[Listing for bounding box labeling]
/---
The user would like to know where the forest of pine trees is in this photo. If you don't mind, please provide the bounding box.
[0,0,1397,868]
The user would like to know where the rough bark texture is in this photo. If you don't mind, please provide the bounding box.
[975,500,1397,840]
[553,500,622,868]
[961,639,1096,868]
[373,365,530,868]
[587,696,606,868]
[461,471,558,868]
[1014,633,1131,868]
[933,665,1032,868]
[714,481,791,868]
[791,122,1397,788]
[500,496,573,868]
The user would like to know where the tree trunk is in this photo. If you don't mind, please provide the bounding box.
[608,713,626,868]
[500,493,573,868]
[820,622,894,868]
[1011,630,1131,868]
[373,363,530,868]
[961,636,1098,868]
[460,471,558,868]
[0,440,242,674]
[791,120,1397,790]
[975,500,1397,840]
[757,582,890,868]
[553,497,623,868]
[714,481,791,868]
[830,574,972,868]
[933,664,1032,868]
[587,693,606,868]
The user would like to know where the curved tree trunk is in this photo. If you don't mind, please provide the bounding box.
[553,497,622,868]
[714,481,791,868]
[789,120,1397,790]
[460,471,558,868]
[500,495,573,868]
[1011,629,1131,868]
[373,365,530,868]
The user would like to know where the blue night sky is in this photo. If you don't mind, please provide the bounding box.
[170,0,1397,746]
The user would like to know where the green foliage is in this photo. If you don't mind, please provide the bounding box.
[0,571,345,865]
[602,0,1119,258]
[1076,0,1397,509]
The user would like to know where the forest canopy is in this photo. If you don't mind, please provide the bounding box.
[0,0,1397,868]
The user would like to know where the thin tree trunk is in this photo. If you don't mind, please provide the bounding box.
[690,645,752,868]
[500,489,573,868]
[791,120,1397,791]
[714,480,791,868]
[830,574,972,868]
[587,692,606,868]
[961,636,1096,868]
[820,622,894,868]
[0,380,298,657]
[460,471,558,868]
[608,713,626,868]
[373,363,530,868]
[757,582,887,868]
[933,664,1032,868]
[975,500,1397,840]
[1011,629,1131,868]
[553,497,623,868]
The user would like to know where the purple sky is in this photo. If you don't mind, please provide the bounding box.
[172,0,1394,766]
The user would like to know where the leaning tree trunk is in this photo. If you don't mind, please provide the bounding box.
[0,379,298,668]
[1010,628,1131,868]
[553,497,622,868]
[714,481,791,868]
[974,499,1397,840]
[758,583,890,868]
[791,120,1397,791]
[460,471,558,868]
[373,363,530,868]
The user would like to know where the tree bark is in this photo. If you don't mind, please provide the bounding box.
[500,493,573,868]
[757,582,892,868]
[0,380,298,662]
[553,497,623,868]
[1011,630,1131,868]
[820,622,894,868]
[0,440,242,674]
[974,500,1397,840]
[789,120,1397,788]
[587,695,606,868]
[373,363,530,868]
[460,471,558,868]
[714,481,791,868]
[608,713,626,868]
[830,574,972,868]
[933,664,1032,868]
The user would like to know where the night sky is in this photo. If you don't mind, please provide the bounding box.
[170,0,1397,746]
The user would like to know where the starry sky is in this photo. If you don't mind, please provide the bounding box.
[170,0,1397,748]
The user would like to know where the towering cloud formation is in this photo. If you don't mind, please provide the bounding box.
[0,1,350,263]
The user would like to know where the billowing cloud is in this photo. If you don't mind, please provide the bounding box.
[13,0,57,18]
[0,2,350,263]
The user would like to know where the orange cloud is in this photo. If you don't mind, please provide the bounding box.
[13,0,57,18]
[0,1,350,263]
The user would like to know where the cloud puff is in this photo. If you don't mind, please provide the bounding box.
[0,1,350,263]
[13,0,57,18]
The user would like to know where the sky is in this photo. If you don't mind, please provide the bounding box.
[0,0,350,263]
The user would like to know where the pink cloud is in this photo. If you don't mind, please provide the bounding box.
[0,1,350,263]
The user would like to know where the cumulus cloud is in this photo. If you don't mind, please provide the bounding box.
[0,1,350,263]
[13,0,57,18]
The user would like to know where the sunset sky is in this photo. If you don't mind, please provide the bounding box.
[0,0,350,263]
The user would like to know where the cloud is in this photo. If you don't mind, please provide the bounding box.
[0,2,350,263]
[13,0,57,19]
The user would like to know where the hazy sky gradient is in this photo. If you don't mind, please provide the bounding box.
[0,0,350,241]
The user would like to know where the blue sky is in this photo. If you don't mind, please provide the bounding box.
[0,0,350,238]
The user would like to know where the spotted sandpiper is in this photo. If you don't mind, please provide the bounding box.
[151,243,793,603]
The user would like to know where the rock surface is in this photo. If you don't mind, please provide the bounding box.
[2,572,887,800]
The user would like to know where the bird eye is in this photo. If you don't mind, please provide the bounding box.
\---
**Problem statement**
Rewrite the listing above, renaming every "bounding box" to "enclosing rectangle" and keeping everything else identical.

**Task result**
The user would like to know where the forest of pine trees is in this photo. If you don't mind, please provide the enclosing rectangle.
[0,0,1397,868]
The user would like to know where the rough bark texture is in this photo. If you don't mind, please provide the enclosing rectangle.
[975,500,1397,840]
[553,500,622,868]
[961,639,1096,868]
[373,365,530,868]
[587,696,606,868]
[461,471,558,868]
[1014,633,1131,868]
[933,665,1032,868]
[714,481,791,868]
[791,122,1397,788]
[500,496,573,868]
The user would like to know where the tree trunk is in this photo. If you don't mind, please provide the enclosing rectangle.
[608,713,626,868]
[500,493,573,868]
[820,622,894,868]
[1011,630,1131,868]
[373,363,530,868]
[961,636,1098,868]
[460,471,558,868]
[0,440,242,674]
[791,120,1397,790]
[975,500,1397,840]
[757,582,890,868]
[553,497,623,868]
[714,481,791,868]
[830,574,972,868]
[933,664,1032,868]
[587,693,606,868]
The user would like to know where the curved tree trunk is in this photo. If you don't mind, please provide the enclosing rectangle.
[553,497,622,868]
[714,481,791,868]
[789,120,1397,790]
[460,471,558,868]
[500,495,573,868]
[1011,629,1131,868]
[373,365,530,868]
The user would like to know where the blue night sky is in this photo. If you don't mind, please provide the enclosing rectangle.
[170,0,1397,746]
The user would like to know where the green foliage is in this photo. If you don't mind, please provide the enclosing rectangle.
[0,571,345,865]
[602,0,1119,258]
[1076,0,1397,509]
The user would like to know where the forest canopy is in this photo. If you don't mind, please provide the enclosing rectangle.
[0,0,1397,868]
The user would like to know where the thin tree trunk is in this photo. If you don't mind, please provide the enclosing rectangle.
[690,645,752,868]
[500,489,573,868]
[791,120,1397,791]
[714,480,791,868]
[830,574,972,868]
[587,692,606,868]
[961,636,1096,868]
[820,622,894,868]
[0,380,298,657]
[460,471,558,868]
[608,713,626,868]
[373,363,530,868]
[757,582,887,868]
[933,664,1032,868]
[975,500,1397,840]
[1011,629,1131,868]
[553,497,623,868]
The user would like to know where the purple sky is in this photo. If you don't mind, please provide the enclosing rectangle.
[172,0,1394,766]
The user would like to know where the leaning tree trunk is in this photo. If you don't mind, please provide the enclosing rectangle.
[0,379,298,668]
[1010,628,1131,868]
[553,497,622,868]
[714,481,791,868]
[974,499,1397,840]
[758,583,890,868]
[791,120,1397,791]
[460,471,558,868]
[373,363,530,868]
The user would like to know where the tree bark is in this photo. If you don't mind, please provide the enclosing rectangle.
[500,493,573,868]
[757,582,892,868]
[0,380,298,662]
[553,497,623,868]
[1011,630,1131,868]
[820,622,894,868]
[0,440,242,674]
[974,500,1397,840]
[789,120,1397,788]
[587,695,606,868]
[373,363,530,868]
[460,471,558,868]
[714,481,791,868]
[608,713,626,868]
[830,574,972,868]
[933,664,1032,868]
The user would like to know where the night sky is in this photo. If you don't mind, please provide the enclosing rectangle.
[170,0,1397,746]
The user would like to know where the starry sky is in this photo. If you don't mind, please provide the enclosing rectangle.
[170,0,1397,748]
The user would like to know where the towering cloud formation is in this photo. If you don't mind, please provide the enclosing rectangle.
[0,1,350,263]
The user would like to know where the billowing cloud is in this photo. If you don't mind, please provide the enclosing rectangle.
[13,0,57,18]
[0,2,350,263]
The user would like to know where the orange cloud is in this photo. If you don't mind, please provide the enclosing rectangle.
[13,0,57,18]
[0,1,350,263]
The user would like to know where the cloud puff is in this photo. If you don't mind, please provide the enclosing rectangle.
[0,1,350,263]
[13,0,57,18]
The user would like to know where the sky is in this photo. If you don't mind, please provide the enclosing rectangle.
[0,0,350,263]
The user would like to know where the pink cloud is in this photo. If you don't mind, please provide the enclosing rectangle.
[0,1,350,263]
The user would like to know where the cumulus cloud is in this photo. If you don't mind, please provide the enclosing rectangle.
[0,1,350,263]
[13,0,57,18]
The user would like to know where the sunset sky is in this photo. If you don't mind, please provide the enclosing rectangle.
[0,0,350,263]
The user would like to know where the cloud is in this photo. If you don't mind, please provide the enclosing rectangle.
[0,2,350,263]
[13,0,57,19]
The user would like to know where the hazy sky gradient is in this photo. If you don't mind, please provide the enclosing rectangle.
[0,0,350,241]
The user would like to know where the blue sky is in this photo. If you don't mind, please provide the enclosing rectangle.
[0,0,350,238]
The user would like to know where the spotted sandpiper is in this photo. If you don't mind, please provide the enclosing rectangle.
[151,243,793,603]
The user would like to know where the rock surface is in this photo. If you don't mind, please provide the enclosing rectangle.
[2,572,887,800]
The user would like to know where the bird eye is in this photo. If you don't mind, please provide the enclosing rectangle.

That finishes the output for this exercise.